Quickstart

This guide will show you how to use Gunz-ML to interact with the Juno tracking infrastructure and perform basic analysis tasks.

1. Connecting to Juno

The core of the library is the TrackingManager, which provides a unified interface for MLflow and Optuna.

from gunz_ml.management import TrackingManager

# Initialize the manager (defaults to Juno production server)
tm = TrackingManager(
    mlflow_uri="http://juno.tnt.uni-hannover.de:5200",
    optuna_db="mysql+pymysql://optuna:optuna@juno:3311/optuna"
)

2. Finding the Best Run

You can easily find the top-performing run for a specific study:

best_run = tm.get_best_run(
    experiment_name="3DR-Exp08-V2", 
    metric_name="metric-spearmann_r"
)

if best_run:
    print(f"Best Run ID: {best_run.run_id}")
    print(f"Spearman R: {best_run.metrics['metric-spearmann_r']:.4f}")

3. High-Performance Logging

In your training scripts, use the safe_set_experiment utility to prevent race conditions when running high-concurrency Slurm jobs:

from gunz_ml.integrations.mlflow import safe_set_experiment
import mlflow

# Ensures the experiment exists and is active before logging
safe_set_experiment("3DR-NewStudy")

with mlflow.start_run(run_name="worker-01"):
    mlflow.log_param("learning_rate", 0.001)
    mlflow.log_metric("accuracy", 0.95)

4. Calculating Pareto Frontiers

If you have multiple objectives (e.g., Accuracy vs. Latency), you can find the Pareto frontier efficiently:

import pandas as pd
from gunz_ml.methods import find_pareto_frontier_fast
from optuna.study import StudyDirection

# Load your results
df = pd.DataFrame({
    'accuracy': [0.92, 0.94, 0.88, 0.95],
    'latency_ms': [15, 20, 10, 25]
})

# Find models that maximize accuracy and minimize latency
indices = find_pareto_frontier_fast(
    df, 'accuracy', 'latency_ms',
    StudyDirection.MAXIMIZE, StudyDirection.MINIMIZE
)

print(df.iloc[indices])

---*---

## Set task 1
Copy the Gunz-ML quickstart word for word, between "This guide will" and "Juno production server)", inclusive.
## Set task 2
Answer these from the Gunz-ML quickstart:
(a) Which two tools does the TrackingManager give a unified interface for?
(b) What experiment name is passed to safe_set_experiment?
(c) Which study direction is set for latency when finding the Pareto frontier?
Rely only on the Gunz-ML quickstart.

## Data
---*---

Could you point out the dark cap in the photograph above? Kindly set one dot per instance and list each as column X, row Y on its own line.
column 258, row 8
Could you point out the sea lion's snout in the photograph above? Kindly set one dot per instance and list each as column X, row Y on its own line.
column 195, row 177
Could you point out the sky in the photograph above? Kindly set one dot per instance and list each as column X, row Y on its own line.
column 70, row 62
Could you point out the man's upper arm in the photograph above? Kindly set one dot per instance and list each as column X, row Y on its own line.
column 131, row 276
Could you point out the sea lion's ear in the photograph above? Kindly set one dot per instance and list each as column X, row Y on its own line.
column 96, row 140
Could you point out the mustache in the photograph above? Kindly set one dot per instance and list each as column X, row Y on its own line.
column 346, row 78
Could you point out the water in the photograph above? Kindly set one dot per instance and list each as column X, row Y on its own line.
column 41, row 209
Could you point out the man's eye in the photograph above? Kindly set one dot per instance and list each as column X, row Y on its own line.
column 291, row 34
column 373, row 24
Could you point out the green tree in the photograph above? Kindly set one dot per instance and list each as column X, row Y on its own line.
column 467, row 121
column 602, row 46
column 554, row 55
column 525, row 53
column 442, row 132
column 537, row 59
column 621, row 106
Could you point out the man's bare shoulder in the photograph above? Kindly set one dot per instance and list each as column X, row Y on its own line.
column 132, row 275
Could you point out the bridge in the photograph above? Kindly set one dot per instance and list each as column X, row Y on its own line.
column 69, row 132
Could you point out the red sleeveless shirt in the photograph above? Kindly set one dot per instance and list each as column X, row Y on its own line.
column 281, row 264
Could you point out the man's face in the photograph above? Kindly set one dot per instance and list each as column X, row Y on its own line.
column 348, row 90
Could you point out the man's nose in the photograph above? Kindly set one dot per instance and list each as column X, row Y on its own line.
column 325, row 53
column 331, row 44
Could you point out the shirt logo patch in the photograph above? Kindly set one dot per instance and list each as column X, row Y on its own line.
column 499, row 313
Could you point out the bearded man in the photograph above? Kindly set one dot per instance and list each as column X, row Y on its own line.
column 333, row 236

---*---

## Exercise answer 1
This guide will show you how to use Gunz-ML to interact with the Juno tracking infrastructure and perform basic analysis tasks.

1. Connecting to Juno

The core of the library is the TrackingManager, which provides a unified interface for MLflow and Optuna.

from gunz_ml.management import TrackingManager

# Initialize the manager (defaults to Juno production server)

## Exercise answer 2
(a) MLflow and Optuna.
(b) "3DR-NewStudy".
(c) StudyDirection.MINIMIZE.